What is required |
Nothing should differ between your answer and the records below.

▬▬▬▬▬▬▬▬▬▬

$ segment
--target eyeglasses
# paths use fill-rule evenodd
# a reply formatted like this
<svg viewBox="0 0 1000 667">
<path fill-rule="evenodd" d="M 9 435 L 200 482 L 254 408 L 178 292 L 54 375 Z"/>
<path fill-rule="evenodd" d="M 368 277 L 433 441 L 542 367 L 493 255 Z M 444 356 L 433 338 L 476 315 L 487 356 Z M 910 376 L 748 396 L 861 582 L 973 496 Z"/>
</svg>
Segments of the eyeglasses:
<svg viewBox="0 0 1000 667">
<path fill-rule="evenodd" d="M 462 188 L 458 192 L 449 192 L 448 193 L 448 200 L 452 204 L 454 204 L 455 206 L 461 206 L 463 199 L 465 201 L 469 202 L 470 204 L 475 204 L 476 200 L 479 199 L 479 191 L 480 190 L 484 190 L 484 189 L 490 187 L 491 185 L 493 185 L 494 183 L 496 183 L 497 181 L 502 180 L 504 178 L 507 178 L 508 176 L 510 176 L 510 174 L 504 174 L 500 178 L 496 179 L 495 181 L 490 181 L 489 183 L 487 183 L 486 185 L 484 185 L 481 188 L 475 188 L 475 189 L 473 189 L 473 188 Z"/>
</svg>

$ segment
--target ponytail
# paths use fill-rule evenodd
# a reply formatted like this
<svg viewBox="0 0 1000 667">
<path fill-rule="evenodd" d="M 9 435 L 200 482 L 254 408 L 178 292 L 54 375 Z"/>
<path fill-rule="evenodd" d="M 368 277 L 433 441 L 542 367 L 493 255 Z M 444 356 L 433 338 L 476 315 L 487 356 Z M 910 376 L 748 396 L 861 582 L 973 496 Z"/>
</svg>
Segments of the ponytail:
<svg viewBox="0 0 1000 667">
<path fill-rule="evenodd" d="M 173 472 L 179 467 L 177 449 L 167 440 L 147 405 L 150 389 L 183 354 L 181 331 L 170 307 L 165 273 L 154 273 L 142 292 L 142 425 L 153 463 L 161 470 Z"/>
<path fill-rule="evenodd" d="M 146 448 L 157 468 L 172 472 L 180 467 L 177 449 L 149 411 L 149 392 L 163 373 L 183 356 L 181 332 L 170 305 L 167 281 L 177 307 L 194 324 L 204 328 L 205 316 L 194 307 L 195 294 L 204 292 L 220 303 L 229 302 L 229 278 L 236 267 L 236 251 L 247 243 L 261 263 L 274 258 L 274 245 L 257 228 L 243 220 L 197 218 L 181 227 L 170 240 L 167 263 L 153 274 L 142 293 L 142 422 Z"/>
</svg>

▬▬▬▬▬▬▬▬▬▬

Answer to this exercise |
$ segment
--target eyeglasses
# paths use fill-rule evenodd
# a reply formatted like this
<svg viewBox="0 0 1000 667">
<path fill-rule="evenodd" d="M 9 435 L 200 482 L 254 408 L 178 292 L 54 375 Z"/>
<path fill-rule="evenodd" d="M 368 277 L 433 441 L 542 367 L 493 255 Z M 444 356 L 433 338 L 476 315 L 487 356 Z M 910 376 L 748 396 L 861 582 L 973 496 Z"/>
</svg>
Segments of the eyeglasses:
<svg viewBox="0 0 1000 667">
<path fill-rule="evenodd" d="M 462 188 L 458 192 L 449 192 L 448 193 L 448 200 L 452 204 L 454 204 L 455 206 L 461 206 L 463 199 L 465 201 L 469 202 L 470 204 L 475 204 L 476 200 L 479 199 L 479 191 L 480 190 L 484 190 L 484 189 L 490 187 L 491 185 L 493 185 L 494 183 L 496 183 L 497 181 L 502 180 L 504 178 L 507 178 L 508 176 L 510 176 L 510 174 L 504 174 L 500 178 L 496 179 L 495 181 L 490 181 L 489 183 L 487 183 L 486 185 L 484 185 L 481 188 L 475 188 L 475 189 L 473 189 L 473 188 Z"/>
</svg>

$ segment
--target ponytail
# paths use fill-rule evenodd
# a reply formatted like this
<svg viewBox="0 0 1000 667">
<path fill-rule="evenodd" d="M 9 435 L 200 482 L 254 408 L 178 292 L 54 375 Z"/>
<path fill-rule="evenodd" d="M 368 277 L 433 441 L 542 367 L 493 255 Z M 444 356 L 433 338 L 476 315 L 487 356 Z M 910 376 L 748 396 L 861 582 L 973 496 Z"/>
</svg>
Segments of the ponytail:
<svg viewBox="0 0 1000 667">
<path fill-rule="evenodd" d="M 173 472 L 179 467 L 177 449 L 167 440 L 147 405 L 150 389 L 183 354 L 181 331 L 170 307 L 165 273 L 154 273 L 142 292 L 142 425 L 153 463 L 161 470 Z"/>
<path fill-rule="evenodd" d="M 146 448 L 157 468 L 172 472 L 180 467 L 177 449 L 149 411 L 149 392 L 163 373 L 183 356 L 181 332 L 170 305 L 167 281 L 177 307 L 194 324 L 204 328 L 205 316 L 194 307 L 195 294 L 204 292 L 220 303 L 229 302 L 229 278 L 236 267 L 236 251 L 247 243 L 261 263 L 274 258 L 274 245 L 257 228 L 243 220 L 197 218 L 181 227 L 170 240 L 167 263 L 153 274 L 142 293 L 142 422 Z"/>
</svg>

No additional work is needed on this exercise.